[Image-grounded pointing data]
********************

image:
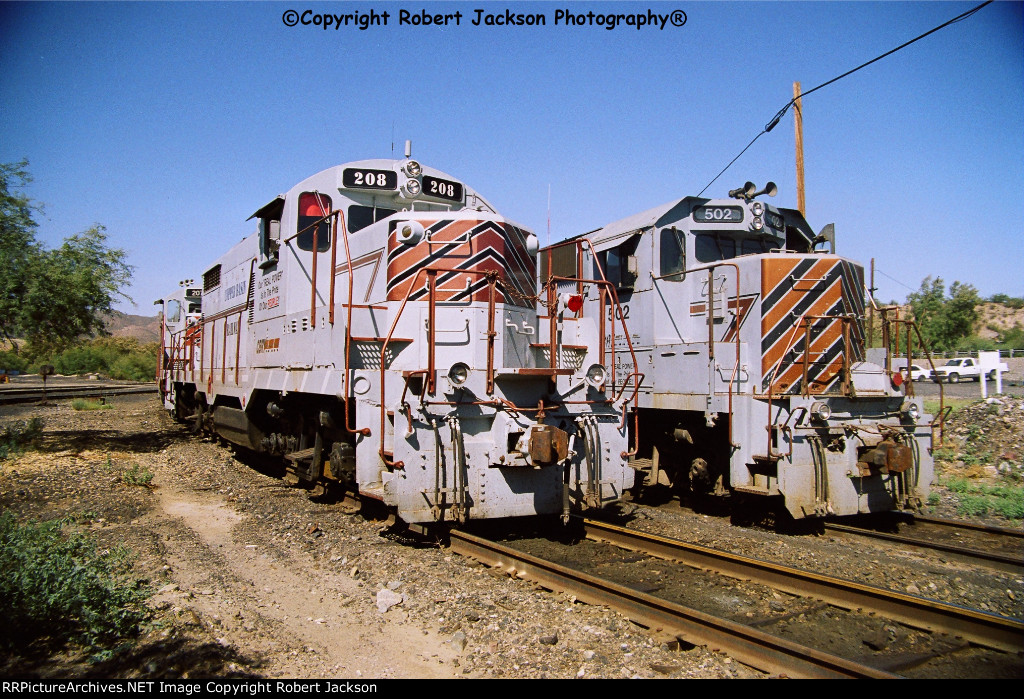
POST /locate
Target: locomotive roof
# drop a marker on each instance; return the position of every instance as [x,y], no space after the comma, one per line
[672,211]
[275,205]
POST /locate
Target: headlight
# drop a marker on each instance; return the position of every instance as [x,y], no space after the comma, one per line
[596,376]
[413,169]
[820,411]
[410,232]
[411,187]
[459,374]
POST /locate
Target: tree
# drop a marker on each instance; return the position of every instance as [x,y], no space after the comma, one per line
[52,297]
[943,321]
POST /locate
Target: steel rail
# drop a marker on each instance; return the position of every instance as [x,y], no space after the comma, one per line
[989,630]
[973,526]
[27,395]
[1012,564]
[757,649]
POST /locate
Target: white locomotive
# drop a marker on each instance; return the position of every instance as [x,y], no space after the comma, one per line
[381,333]
[757,382]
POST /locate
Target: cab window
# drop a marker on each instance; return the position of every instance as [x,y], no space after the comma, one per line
[673,254]
[313,206]
[620,264]
[173,313]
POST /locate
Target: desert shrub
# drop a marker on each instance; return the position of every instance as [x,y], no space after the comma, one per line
[60,587]
[17,435]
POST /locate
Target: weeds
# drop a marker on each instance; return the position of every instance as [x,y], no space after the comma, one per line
[977,498]
[61,587]
[137,475]
[86,404]
[17,435]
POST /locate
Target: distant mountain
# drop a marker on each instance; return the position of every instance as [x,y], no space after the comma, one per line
[142,328]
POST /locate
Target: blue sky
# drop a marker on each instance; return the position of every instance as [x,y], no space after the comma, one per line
[171,123]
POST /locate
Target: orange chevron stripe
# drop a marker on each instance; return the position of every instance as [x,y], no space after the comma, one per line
[819,344]
[776,353]
[784,306]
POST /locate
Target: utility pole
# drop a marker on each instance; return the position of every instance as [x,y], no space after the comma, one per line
[798,120]
[870,311]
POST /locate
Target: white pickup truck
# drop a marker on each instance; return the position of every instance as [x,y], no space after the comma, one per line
[964,368]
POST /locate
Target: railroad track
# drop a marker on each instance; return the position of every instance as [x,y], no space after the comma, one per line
[996,548]
[747,643]
[35,393]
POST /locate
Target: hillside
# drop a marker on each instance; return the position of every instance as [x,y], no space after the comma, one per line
[142,328]
[995,317]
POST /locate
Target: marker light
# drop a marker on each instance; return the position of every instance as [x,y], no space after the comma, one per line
[459,374]
[820,411]
[572,302]
[596,376]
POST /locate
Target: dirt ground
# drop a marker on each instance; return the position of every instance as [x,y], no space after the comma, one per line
[253,579]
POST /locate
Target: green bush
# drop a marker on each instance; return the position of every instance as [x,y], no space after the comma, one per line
[135,366]
[59,586]
[137,475]
[115,357]
[17,435]
[13,362]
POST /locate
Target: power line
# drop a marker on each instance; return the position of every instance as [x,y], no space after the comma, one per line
[893,278]
[781,113]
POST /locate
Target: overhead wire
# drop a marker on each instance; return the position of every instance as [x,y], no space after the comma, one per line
[781,113]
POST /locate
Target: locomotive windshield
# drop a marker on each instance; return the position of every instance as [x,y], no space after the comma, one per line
[713,247]
[360,217]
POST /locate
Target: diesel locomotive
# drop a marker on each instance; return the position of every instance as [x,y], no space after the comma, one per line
[382,333]
[757,379]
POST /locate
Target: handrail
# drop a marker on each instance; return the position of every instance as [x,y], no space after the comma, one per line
[886,321]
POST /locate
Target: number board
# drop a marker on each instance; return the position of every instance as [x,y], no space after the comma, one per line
[718,214]
[369,179]
[442,188]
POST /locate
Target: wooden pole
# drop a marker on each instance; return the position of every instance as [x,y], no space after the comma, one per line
[798,120]
[870,311]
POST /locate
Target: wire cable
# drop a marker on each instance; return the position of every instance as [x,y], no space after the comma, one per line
[781,113]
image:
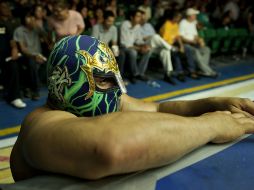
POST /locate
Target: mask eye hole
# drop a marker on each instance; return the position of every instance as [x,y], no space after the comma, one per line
[105,83]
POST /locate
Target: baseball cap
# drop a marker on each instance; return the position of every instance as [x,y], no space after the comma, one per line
[191,11]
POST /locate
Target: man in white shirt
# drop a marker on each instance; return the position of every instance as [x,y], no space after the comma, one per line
[132,44]
[201,52]
[233,7]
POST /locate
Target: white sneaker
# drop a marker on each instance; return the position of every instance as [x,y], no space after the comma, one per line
[18,103]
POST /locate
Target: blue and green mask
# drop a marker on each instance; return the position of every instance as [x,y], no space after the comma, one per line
[72,66]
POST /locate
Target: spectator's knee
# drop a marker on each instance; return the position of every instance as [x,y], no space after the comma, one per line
[133,53]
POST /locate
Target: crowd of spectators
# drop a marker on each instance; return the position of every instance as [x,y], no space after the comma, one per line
[134,30]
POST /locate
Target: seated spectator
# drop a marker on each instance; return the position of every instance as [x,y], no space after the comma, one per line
[147,9]
[40,17]
[65,22]
[201,52]
[84,13]
[170,33]
[250,20]
[233,7]
[74,4]
[132,45]
[8,57]
[28,39]
[161,47]
[226,21]
[112,6]
[203,17]
[120,16]
[107,33]
[98,15]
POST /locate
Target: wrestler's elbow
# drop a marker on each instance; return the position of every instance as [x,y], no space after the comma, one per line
[108,159]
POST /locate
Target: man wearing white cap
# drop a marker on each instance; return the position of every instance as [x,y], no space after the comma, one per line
[188,31]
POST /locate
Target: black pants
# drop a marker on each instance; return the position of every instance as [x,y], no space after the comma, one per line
[11,79]
[31,76]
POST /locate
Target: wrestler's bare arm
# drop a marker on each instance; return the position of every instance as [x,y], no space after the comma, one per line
[190,107]
[121,142]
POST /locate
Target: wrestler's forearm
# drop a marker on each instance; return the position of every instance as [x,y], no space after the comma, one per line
[188,108]
[115,143]
[146,140]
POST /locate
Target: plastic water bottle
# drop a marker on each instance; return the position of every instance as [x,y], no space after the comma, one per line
[153,84]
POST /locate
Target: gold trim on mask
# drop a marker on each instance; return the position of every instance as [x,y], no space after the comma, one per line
[103,60]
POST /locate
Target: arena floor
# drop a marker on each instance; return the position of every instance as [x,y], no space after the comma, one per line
[227,166]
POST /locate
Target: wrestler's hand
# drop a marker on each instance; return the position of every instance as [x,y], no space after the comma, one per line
[235,105]
[229,126]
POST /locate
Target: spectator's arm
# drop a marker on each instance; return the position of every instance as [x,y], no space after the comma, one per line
[124,35]
[14,50]
[95,31]
[80,24]
[115,36]
[250,24]
[164,33]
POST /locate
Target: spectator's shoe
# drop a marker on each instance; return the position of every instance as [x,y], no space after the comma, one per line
[132,80]
[180,77]
[18,103]
[214,75]
[169,80]
[27,93]
[35,96]
[126,82]
[194,76]
[142,78]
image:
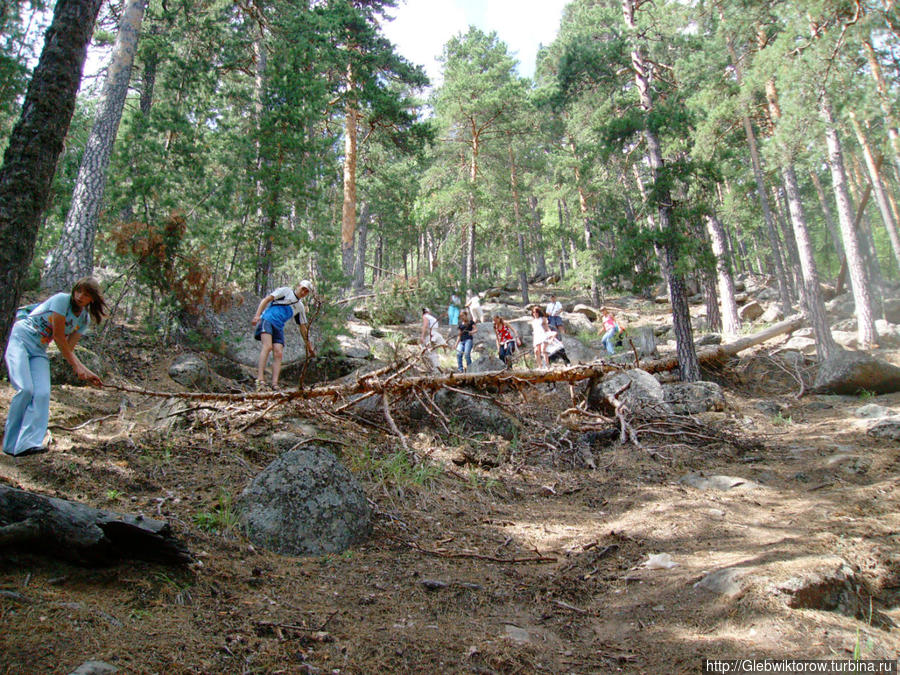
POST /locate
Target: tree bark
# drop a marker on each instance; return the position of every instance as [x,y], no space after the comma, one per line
[875,180]
[784,291]
[36,142]
[731,322]
[829,217]
[886,101]
[681,317]
[348,211]
[537,229]
[815,308]
[517,224]
[359,276]
[73,256]
[856,267]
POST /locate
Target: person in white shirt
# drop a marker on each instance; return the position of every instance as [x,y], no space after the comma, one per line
[273,312]
[431,336]
[554,312]
[473,304]
[540,331]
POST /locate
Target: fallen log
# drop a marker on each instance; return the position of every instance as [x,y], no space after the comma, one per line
[372,383]
[82,534]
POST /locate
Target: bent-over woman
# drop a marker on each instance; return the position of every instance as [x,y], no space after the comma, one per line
[63,318]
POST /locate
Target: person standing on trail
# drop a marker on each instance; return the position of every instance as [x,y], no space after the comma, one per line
[464,341]
[507,340]
[273,312]
[611,326]
[554,312]
[431,336]
[540,331]
[453,312]
[473,304]
[63,318]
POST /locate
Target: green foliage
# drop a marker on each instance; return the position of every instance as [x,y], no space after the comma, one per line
[222,519]
[394,469]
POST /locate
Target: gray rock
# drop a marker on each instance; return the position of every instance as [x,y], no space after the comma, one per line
[851,372]
[708,339]
[94,668]
[690,398]
[772,314]
[801,344]
[587,310]
[233,330]
[888,429]
[304,503]
[284,440]
[716,482]
[873,410]
[892,310]
[751,311]
[643,338]
[831,584]
[726,581]
[516,634]
[771,408]
[846,339]
[191,371]
[575,322]
[840,307]
[644,394]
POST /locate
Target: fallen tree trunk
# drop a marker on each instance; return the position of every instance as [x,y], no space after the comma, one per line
[372,383]
[82,534]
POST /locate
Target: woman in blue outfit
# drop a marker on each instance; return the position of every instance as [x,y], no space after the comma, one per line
[63,319]
[465,340]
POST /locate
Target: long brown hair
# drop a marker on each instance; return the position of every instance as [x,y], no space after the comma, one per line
[97,307]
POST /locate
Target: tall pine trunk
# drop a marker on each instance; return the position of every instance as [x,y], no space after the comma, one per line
[784,289]
[73,256]
[681,317]
[881,198]
[36,143]
[855,266]
[731,322]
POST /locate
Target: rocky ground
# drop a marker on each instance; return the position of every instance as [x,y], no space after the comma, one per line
[767,529]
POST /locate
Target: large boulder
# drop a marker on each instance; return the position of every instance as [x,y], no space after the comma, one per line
[304,503]
[691,398]
[191,371]
[587,310]
[61,371]
[892,310]
[852,372]
[840,307]
[751,311]
[473,414]
[576,322]
[644,393]
[643,338]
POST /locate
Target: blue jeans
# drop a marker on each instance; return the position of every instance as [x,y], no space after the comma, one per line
[609,340]
[464,347]
[29,373]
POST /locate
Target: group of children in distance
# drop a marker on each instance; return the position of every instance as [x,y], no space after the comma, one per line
[546,327]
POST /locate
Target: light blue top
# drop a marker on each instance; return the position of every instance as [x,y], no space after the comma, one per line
[38,320]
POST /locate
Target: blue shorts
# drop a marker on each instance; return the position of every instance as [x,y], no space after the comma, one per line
[273,329]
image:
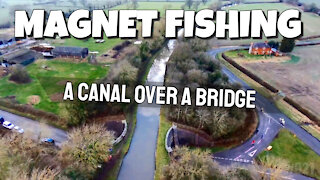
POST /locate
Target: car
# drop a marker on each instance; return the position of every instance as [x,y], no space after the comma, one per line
[18,129]
[1,120]
[8,125]
[282,121]
[48,141]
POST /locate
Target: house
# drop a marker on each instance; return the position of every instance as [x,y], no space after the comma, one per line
[260,49]
[23,57]
[74,52]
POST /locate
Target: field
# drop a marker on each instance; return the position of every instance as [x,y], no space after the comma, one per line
[310,21]
[48,83]
[297,78]
[311,1]
[292,151]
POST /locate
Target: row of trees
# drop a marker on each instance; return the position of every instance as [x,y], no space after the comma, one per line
[25,158]
[190,66]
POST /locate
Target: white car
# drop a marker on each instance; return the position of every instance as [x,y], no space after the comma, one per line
[18,129]
[8,125]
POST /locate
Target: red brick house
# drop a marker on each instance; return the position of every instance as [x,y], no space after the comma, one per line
[260,49]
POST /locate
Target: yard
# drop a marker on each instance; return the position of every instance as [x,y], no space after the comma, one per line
[291,150]
[48,81]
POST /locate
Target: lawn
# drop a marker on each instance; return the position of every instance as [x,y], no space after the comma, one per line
[162,157]
[300,157]
[317,2]
[50,81]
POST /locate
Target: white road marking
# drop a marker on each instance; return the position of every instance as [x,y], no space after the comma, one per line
[266,131]
[251,154]
[249,149]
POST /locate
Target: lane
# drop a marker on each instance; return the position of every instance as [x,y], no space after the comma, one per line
[35,129]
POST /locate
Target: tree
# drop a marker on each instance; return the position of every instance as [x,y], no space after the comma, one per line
[134,4]
[287,45]
[196,5]
[144,51]
[87,147]
[19,75]
[189,3]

********************

| Problem requirements |
What you return must be the lines above that run from the line with "Target: hillside" to the line with "Target: locomotive windshield", inclusive, each copied exactly.

| Answer section |
Target: hillside
# drop a marker on each instance; return the position of every instance as [x,y], no space after the comma, one per line
[142,328]
[995,317]
POST /locate
Target: marker light
# drop a marker on each instance; return the position of every instance as [x,y], no space after the comma, one per line
[459,374]
[820,411]
[572,302]
[596,376]
POST /locate
Target: dirt ground
# drop a marker on each instance; return the position of every instance as [x,y], no space after the comma, one per line
[253,579]
POST /locate
Target: green bush
# drop a marker on each instance; return the position of every instance as [x,y], no space after the comma, one per line
[135,366]
[59,586]
[137,475]
[115,357]
[17,435]
[13,362]
POST /locate
Target: power line
# drop a marker on each instance; return the position of every instance as [x,y], no space after the comma, one per line
[893,278]
[781,113]
POST /locate
Target: overhead wire
# drop a marker on each instance; return the position of every instance as [x,y], no space after the comma, one per line
[781,113]
POST /locate
Target: locomotive windshield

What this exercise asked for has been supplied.